_What you should do:_
In the material below, list every line carrying the string "instance".

** Opening Extracted data block **

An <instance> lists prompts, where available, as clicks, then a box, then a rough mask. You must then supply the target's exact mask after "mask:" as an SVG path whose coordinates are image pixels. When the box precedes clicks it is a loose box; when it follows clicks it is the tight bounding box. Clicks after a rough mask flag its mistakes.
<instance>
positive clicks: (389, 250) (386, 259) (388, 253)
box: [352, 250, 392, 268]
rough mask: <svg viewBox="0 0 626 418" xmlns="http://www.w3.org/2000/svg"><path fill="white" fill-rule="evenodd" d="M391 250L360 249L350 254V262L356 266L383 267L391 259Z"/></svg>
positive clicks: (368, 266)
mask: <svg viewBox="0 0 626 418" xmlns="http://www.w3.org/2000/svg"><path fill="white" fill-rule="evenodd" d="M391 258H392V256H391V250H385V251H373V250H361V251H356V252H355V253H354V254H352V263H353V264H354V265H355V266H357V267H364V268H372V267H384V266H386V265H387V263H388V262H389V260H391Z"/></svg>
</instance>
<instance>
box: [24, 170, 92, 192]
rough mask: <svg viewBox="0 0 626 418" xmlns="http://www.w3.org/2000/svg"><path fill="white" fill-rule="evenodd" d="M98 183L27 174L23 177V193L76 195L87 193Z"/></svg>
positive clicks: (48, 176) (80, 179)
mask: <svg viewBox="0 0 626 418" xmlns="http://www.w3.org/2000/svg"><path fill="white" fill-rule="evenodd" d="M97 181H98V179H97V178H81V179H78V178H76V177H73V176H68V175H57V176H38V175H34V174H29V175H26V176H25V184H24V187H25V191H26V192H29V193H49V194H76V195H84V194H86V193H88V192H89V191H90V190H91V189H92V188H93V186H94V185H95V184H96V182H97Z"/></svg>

** Closing Extracted data block **

_Response to the task:_
An <instance> lists prompts, where available, as clicks, then a box, then a rough mask. You must then supply the target's exact mask after "mask:" as an SVG path whose coordinates are image pixels. When the box precedes clicks it is a loose box; when it follows clicks it is the tight bounding box. Clicks after a rough mask flag its mistakes.
<instance>
</instance>
<instance>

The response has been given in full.